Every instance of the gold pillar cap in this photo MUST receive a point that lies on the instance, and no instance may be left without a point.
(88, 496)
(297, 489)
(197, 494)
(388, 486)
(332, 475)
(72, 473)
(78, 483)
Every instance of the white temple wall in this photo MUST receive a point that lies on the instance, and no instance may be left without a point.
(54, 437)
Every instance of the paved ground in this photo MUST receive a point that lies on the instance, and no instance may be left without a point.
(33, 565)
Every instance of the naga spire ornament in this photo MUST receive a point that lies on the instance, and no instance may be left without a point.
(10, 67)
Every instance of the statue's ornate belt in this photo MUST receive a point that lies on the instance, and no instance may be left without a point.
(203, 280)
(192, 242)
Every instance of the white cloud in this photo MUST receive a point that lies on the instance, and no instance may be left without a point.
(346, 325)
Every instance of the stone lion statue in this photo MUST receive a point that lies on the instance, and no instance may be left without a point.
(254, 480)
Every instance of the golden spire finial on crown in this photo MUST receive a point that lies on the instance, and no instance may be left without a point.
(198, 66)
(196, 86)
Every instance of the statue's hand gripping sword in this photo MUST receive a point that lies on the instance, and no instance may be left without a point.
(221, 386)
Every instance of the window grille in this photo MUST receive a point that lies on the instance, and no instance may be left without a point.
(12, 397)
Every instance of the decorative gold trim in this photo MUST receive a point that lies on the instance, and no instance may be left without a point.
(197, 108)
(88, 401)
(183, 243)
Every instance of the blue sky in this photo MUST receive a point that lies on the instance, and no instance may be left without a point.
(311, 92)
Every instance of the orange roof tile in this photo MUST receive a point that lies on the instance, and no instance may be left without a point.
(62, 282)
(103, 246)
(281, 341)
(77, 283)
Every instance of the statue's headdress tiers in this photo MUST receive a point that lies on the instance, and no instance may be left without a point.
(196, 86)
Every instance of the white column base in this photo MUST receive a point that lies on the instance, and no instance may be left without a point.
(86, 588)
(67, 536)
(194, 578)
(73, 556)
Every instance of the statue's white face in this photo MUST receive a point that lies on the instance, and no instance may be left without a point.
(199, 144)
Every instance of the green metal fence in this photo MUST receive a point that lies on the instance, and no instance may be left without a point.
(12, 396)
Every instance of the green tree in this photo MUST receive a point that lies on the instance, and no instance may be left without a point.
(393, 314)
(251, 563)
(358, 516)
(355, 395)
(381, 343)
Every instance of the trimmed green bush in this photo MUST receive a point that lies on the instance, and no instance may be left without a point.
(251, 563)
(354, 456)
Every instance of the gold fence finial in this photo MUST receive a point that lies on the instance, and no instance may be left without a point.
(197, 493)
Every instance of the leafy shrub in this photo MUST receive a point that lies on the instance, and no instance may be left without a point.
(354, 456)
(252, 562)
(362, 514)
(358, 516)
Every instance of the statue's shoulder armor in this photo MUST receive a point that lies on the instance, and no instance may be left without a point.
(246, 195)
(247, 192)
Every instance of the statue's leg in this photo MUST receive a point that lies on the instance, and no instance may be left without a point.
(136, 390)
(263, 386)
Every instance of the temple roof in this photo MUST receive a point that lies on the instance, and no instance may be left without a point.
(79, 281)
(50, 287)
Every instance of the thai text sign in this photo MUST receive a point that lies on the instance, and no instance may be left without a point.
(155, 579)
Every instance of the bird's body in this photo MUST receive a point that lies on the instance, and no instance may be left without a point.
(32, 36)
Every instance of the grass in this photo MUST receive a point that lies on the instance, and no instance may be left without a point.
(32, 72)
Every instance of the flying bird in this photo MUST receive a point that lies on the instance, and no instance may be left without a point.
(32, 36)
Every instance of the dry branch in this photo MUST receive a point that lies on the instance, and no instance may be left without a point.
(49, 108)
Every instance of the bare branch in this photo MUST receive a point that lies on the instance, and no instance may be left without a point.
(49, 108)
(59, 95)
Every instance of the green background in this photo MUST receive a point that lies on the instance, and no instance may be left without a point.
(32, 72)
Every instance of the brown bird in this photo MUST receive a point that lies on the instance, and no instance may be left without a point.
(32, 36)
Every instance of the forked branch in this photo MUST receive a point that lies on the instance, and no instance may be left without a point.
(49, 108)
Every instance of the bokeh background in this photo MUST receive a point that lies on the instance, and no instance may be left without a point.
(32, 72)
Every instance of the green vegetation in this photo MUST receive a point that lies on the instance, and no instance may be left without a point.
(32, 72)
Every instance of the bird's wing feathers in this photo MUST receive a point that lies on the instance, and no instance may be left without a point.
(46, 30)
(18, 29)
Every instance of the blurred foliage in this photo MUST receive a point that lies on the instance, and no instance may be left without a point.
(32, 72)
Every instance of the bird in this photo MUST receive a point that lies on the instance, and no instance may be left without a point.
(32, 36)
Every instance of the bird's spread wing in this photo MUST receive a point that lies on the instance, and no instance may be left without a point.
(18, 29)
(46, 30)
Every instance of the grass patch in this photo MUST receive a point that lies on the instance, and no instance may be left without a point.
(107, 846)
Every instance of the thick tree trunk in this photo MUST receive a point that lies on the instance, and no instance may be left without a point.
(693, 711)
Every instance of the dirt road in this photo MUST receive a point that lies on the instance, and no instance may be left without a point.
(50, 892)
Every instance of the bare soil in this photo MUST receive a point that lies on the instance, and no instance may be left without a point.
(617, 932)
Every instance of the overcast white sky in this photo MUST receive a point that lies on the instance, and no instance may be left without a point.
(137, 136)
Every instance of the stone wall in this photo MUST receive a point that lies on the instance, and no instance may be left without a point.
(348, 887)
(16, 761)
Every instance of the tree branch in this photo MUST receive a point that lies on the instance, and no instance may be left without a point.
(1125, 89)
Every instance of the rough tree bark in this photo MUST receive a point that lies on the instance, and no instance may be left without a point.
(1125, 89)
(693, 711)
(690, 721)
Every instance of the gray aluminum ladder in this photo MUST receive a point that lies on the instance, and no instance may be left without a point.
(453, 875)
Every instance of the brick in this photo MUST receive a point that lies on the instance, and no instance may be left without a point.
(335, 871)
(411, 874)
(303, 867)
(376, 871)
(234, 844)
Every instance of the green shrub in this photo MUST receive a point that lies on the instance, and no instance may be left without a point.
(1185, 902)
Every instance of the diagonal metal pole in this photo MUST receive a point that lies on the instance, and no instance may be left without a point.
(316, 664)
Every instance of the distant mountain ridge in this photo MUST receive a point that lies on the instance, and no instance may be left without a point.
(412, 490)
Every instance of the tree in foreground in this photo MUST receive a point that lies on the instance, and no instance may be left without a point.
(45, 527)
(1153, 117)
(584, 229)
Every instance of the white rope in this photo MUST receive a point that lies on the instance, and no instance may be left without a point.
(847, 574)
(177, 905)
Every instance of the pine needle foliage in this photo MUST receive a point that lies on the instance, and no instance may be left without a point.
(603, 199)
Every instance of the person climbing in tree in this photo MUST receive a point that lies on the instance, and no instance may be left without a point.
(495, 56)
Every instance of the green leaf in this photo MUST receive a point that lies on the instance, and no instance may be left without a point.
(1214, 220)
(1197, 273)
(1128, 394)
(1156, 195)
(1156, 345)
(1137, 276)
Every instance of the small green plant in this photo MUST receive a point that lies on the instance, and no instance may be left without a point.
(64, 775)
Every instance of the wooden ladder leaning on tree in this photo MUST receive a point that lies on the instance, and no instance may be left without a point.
----
- GIVEN REQUEST -
Return the entries above exactly, each one complete.

- ANSWER TO THE TASK -
Every instance of the gold pillar cap in this photo MUST receive a point that lies on the instance, and no instance may be left without a point.
(88, 496)
(297, 489)
(197, 494)
(388, 486)
(332, 475)
(72, 473)
(78, 483)
Every instance of the white temple wall in this photo MUST receive a point that lies on the instance, and no instance may be left without a point.
(54, 437)
Every instance of the paved ground in this photo MUST receive a point that lies on the instance, and no instance may be left without a point.
(33, 565)
Every instance of the naga spire ornament in this photo MUST receive a point that lies on the instance, and no instance may be left without a point.
(10, 67)
Every instance of the statue's ornate belt in this photo MUST receive a point that lies on the instance, and no instance may be left without a point.
(203, 280)
(192, 242)
Every instance of the white cloud in this photo MUST receive a point that lies on the instance, and no instance may be left without a point.
(346, 325)
Every instance of the stone lion statue in this photo MUST receive a point that lies on the instance, and no instance may be left without a point.
(254, 480)
Every instance of the golden spire finial on crown in this photo MUST receive a point that lies on the instance, and no instance may be left without a point.
(198, 66)
(196, 86)
Every instance of the statue's hand gripping sword in this photo MUST receive a point that lies on the instance, and no instance may be left without a point.
(221, 386)
Every instance of the window grille in this photo MUST receive a point that lies on the instance, and no instance may be left without a point.
(12, 397)
Every instance of the decorative gold trim in this photo MUST receive a point that lies on the instance, and no instance may be left without a point.
(197, 108)
(88, 401)
(183, 243)
Every instance of the blue sky in this photo MUST receive a point that lies on the instance, and no instance may be left without a point.
(311, 92)
Every instance of the orange roof tile in this photo MUST receive a point that lies on the instance, and no instance may be left without a point.
(62, 282)
(103, 246)
(281, 341)
(77, 283)
Every instance of the statue's headdress tiers in this photo MUST receive a point that lies on the instance, and no instance may be left without a point.
(196, 86)
Every instance of the white column base in this photo MUST receive a point that lies on the instance, and no instance may be left without a point.
(86, 588)
(67, 536)
(194, 578)
(73, 556)
Every instance of the statue's white face in this photo MUST receive a point that lies on the instance, and no instance may be left without a point.
(199, 144)
Every instance of the green metal fence in this photo MUST receive a point that lies on the instance, and no instance may be left without a point.
(12, 396)
Every instance of the green tree in this photo MUST receive a point that lies on the instance, and no instance may be left without a point.
(393, 314)
(251, 563)
(358, 516)
(355, 395)
(381, 343)
Every instance of the trimmed green bush in this photo MUST receive a point that lies on the instance, and no instance may be left without a point.
(251, 563)
(354, 456)
Every instance of the gold fence finial in this photo MUST receive a point that lies on the instance, and no instance may be left without a point.
(197, 493)
Every instance of the leafy shrub in this photo MUST receive a point that lies on the instance, and no instance may be left without a point.
(354, 456)
(252, 562)
(362, 514)
(358, 516)
Every instance of the statue's shoulder armor in this photo MUST receive a point that lies on the instance, and no instance may be left without a point.
(246, 195)
(247, 192)
Every instance of the statue's leg in this photo MUST receive a point that lies on the instance, and no instance may be left without a point.
(136, 390)
(263, 386)
Every instance of the temple roof in this photo MUST receive a point that lies on the instance, and no instance may be left without a point.
(79, 281)
(50, 287)
Every instance of the thai text sign in this photo MUST receive a point that lies on the instance, and no instance may be left without a point.
(155, 579)
Every instance of the bird's body in this photo MUST receive a point that lies on the instance, and no instance may be left without a point.
(32, 36)
Every instance of the grass in this photo MUST receive a point that lies on the instance, and no instance may be left without a point.
(32, 72)
Every instance of the flying bird in this photo MUST receive a point that lies on the instance, and no instance may be left without a point.
(32, 36)
Every instance of the dry branch in this photo MUST receive a point that lies on the instance, and no instance may be left without a point.
(49, 108)
Every instance of the bare branch in this photo MUST receive a point that lies on the instance, and no instance may be left without a point.
(49, 108)
(59, 95)
Every instance of the green background in this photo MUST receive a point that lies on the instance, and no instance may be left without a point.
(32, 72)
Every instance of the brown bird in this photo MUST receive a point that lies on the instance, and no instance may be left without a point.
(32, 36)
Every instance of the forked branch in this photo MUST receive a point that lies on the instance, and no instance may be left without a point.
(49, 108)
Every instance of the bokeh background in this photo MUST receive a point that lies on the instance, and no instance may be left without a point.
(32, 72)
Every instance of the green vegetation in this photo MUST receive a point that lies on the instance, and no instance may be left without a point.
(32, 72)
Every instance of the bird's wing feathers in this photo MUST receive a point that lies on the instance, and no instance may be left without a point.
(46, 30)
(18, 29)
Every instance of the blurred foliage in this photo MUST receive a point that lies on the instance, and no instance may be left without a point.
(32, 72)
Every instance of the bird in this photo MUST receive a point that lies on the instance, and no instance may be left without a point.
(32, 36)
Every instance of the bird's spread wing in this photo MUST receive a point that lies on the instance, and no instance may be left without a point.
(18, 29)
(46, 30)
Every instance of the grass patch in this photo MUST receive a point that lies on the instance, and no instance may be left without a point.
(107, 846)
Every instance of the thick tree trunk in this photo MUST receive a point that lies on the instance, and no instance may be left without a point.
(693, 711)
Every instance of the dirt road in this photo MUST receive a point that lies on the instance, and no instance may be left without a point.
(50, 892)
Every instance of the bare soil in this photo MUST receive a point that lies on the instance, and no instance may be left without a point.
(617, 932)
Every instance of the overcast white sky in this photo MUST receive a point that lies on the instance, and no instance may be left without a point.
(137, 136)
Every instance of the stone wall in this photo MUST receive a point that lies on the instance, and no instance may be left without a point.
(348, 887)
(16, 761)
Every instance of the tree branch in this photo MUST receive a point that lies on the instance, and no instance may be left without a point.
(1125, 89)
Every instance of the rough tree bark in this photo MUST receive a point that lies on the instance, and no instance may be left without a point.
(1125, 89)
(693, 711)
(690, 721)
Every instance of the gray aluminum ladder in this photo MUST receive a point that lies on the instance, and no instance may be left without a point.
(453, 875)
Every instance of the brick in this photo MUST receive a point that lies on the instance, and no instance may be left without a point.
(335, 871)
(411, 874)
(303, 867)
(376, 871)
(234, 844)
Every instance of the green shrub in this photo MUST receive a point that lies on the instance, and no instance may be left without a point.
(1185, 902)
Every instance of the diagonal metal pole in this photo MUST receive a point that lies on the instance, and no instance may be left without a point.
(316, 664)
Every instance of the distant mountain ridge in this photo MUST receive a point that lies on the instance, and no instance may be left without a point.
(412, 490)
Every instance of the tree in foreground in this photo MUST receive a point that lies on the instance, and no instance may be left without a point.
(45, 527)
(1153, 117)
(584, 229)
Every instance of the white rope in this photo MUST receive a point that lies on the instance, and no instance may be left without a point.
(847, 574)
(177, 905)
Every instance of the pine needle foliage in this photo MUST receive a point that lies on the instance, and no instance may be left without a point.
(603, 199)
Every instance of the person climbing in tree in this photo MUST receive a point that lies on the instance, and no instance may be left without a point.
(495, 56)
Every instance of the green leaf in this photo MUST receive a point that lies on the instance, and no instance may be left without a point.
(1214, 220)
(1197, 273)
(1128, 394)
(1156, 195)
(1156, 345)
(1137, 276)
Every instance of the small green plant in this photo MUST receive a point that lies on the instance, and no instance may be left without a point.
(64, 775)
Every instance of the wooden ladder leaning on tree in this photo MUST receive a point that lies on the instance, and no instance may be left without a point.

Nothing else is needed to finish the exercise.